Data under study:
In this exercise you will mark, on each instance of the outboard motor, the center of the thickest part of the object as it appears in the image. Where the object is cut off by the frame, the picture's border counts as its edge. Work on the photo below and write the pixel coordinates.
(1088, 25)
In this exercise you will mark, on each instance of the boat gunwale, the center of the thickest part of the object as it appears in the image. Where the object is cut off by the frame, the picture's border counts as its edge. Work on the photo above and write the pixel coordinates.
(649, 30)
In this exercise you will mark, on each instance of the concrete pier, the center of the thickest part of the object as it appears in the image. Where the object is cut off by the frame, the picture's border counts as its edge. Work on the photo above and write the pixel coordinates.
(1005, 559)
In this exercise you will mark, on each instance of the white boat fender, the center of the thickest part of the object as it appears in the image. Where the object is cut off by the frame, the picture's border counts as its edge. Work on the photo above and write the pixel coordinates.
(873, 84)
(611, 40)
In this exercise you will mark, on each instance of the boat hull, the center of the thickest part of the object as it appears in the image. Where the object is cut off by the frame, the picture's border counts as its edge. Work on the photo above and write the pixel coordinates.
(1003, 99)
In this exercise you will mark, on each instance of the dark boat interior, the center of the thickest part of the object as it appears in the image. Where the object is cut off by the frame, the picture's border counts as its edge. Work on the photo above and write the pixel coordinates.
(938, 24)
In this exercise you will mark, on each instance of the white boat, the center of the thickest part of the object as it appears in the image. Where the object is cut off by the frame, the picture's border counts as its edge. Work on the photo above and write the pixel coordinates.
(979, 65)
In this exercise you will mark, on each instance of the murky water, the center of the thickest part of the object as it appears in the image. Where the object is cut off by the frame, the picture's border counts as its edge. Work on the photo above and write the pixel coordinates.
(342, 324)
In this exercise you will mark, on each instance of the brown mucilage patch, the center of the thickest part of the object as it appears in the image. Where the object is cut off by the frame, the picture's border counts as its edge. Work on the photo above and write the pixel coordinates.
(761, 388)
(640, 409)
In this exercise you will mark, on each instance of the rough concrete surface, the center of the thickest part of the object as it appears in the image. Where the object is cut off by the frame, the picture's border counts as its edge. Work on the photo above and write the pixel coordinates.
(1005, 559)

Problem statement: Repeat, word for word, every line from the line that contains "of the rough" to the end of the entries; include both of those lines and no others.

Answer space:
In this exercise you will mark, on each instance of the rough concrete surface, the center of the thickest part of the object as it appears in the image. Where the object is cut off by the frame, the picture's border counts as its edge. Work on the photo above and write the pixel coordinates.
(1005, 559)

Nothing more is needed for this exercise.